## start MATERIAL SHOWN

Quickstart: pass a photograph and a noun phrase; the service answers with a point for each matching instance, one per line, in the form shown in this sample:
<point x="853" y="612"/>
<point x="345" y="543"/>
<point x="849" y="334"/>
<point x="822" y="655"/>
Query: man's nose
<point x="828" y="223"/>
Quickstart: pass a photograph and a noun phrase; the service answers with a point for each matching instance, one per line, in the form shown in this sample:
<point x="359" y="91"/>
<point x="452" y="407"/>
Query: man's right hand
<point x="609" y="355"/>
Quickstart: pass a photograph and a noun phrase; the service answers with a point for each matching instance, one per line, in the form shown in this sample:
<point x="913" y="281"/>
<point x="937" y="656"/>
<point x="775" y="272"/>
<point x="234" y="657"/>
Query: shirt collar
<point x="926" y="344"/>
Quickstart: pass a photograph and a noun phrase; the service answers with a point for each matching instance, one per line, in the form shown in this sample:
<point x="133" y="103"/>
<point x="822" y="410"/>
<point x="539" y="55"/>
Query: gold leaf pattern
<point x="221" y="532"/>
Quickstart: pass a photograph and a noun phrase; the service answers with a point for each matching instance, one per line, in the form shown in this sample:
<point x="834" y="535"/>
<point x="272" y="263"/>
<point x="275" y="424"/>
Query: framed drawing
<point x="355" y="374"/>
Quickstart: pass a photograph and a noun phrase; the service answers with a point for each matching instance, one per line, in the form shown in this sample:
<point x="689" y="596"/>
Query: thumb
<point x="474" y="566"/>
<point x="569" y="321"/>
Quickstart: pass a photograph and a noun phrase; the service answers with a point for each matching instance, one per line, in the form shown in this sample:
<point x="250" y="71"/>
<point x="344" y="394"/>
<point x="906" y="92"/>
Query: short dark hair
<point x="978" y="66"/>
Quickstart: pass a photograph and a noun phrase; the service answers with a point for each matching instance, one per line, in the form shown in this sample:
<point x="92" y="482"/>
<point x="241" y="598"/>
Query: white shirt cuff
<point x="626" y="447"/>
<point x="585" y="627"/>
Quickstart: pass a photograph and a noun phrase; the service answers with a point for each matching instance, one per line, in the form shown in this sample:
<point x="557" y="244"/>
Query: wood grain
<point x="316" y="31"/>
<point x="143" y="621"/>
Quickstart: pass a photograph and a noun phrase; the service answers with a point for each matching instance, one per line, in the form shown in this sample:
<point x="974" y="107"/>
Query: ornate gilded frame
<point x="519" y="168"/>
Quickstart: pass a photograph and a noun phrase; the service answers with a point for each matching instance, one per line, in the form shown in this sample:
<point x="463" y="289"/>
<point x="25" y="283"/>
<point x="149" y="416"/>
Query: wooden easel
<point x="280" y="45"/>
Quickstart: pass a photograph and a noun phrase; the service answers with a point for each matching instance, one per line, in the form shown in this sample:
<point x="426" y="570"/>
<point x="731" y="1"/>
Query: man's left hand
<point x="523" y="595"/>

## end MATERIAL SHOWN

Each entry above is to be printed again exactly.

- **FULL SOLUTION**
Quickstart: pass a photograph and a noun phrase; the service answers with a point for each matching instance, one per line, in the form shown in this sample:
<point x="853" y="612"/>
<point x="345" y="543"/>
<point x="849" y="334"/>
<point x="822" y="655"/>
Query: man's nose
<point x="828" y="223"/>
Quickstart: pass a photograph and a noun phrase; the service answers with a point for each matching instance, one per line, in the form shown in this sample:
<point x="359" y="91"/>
<point x="452" y="407"/>
Query: man's right hand
<point x="609" y="355"/>
Quickstart: pass a photograph and a noun phrase; the service answers with a point for each matching instance, one per line, in the form shown in this sample:
<point x="913" y="281"/>
<point x="937" y="656"/>
<point x="775" y="272"/>
<point x="234" y="657"/>
Query: shirt collar
<point x="926" y="344"/>
Quickstart: pass a photograph and a noun phrase; the service answers with a point for each matching instance, one per line, in the form shown in this sample:
<point x="133" y="103"/>
<point x="822" y="410"/>
<point x="539" y="55"/>
Query: gold leaf pattern
<point x="221" y="532"/>
Quickstart: pass a photograph and a noun phrase; the service answers with a point for each matching instance, one per line, in the form shown in this sample:
<point x="834" y="535"/>
<point x="272" y="263"/>
<point x="275" y="424"/>
Query: framed drawing
<point x="355" y="374"/>
Quickstart: pass a photograph and a noun phrase; the service answers with a point for each matching instance, one per line, in the form shown in this sample:
<point x="689" y="596"/>
Query: thumb
<point x="474" y="566"/>
<point x="569" y="321"/>
Quickstart: pass a photograph and a noun phrase; the service answers with a point for each matching instance, one per line, in the form shown in this sample:
<point x="250" y="71"/>
<point x="344" y="394"/>
<point x="906" y="92"/>
Query: short dark hair
<point x="978" y="66"/>
Quickstart: pass a photograph and a noun phrase; the service answers with a point for each matching instance, one per line, in the form shown in this sample:
<point x="92" y="482"/>
<point x="241" y="598"/>
Query: white shirt cuff
<point x="626" y="447"/>
<point x="585" y="627"/>
Quickstart: pass a photograph and a noun phrase; the service answers with a point for each matching instance, one per line, in the form shown in this sample:
<point x="557" y="244"/>
Query: wood grain
<point x="316" y="31"/>
<point x="143" y="621"/>
Quickstart: pass a photograph and a noun phrase; the service answers with a point for each matching instance, one per line, in the form shown in this sample:
<point x="974" y="107"/>
Query: ornate gilded frame
<point x="519" y="168"/>
Quickstart: pass a photograph and a noun phrase; the service answers with a point for each matching instance, one per line, in the form shown in this sample:
<point x="463" y="289"/>
<point x="25" y="283"/>
<point x="149" y="416"/>
Query: wooden easel
<point x="280" y="45"/>
Quickstart: pass a photograph and a noun phrase; the service answers with a point for each matching instance, one per line, in the form shown in this sample:
<point x="426" y="570"/>
<point x="731" y="1"/>
Query: man's left hand
<point x="523" y="595"/>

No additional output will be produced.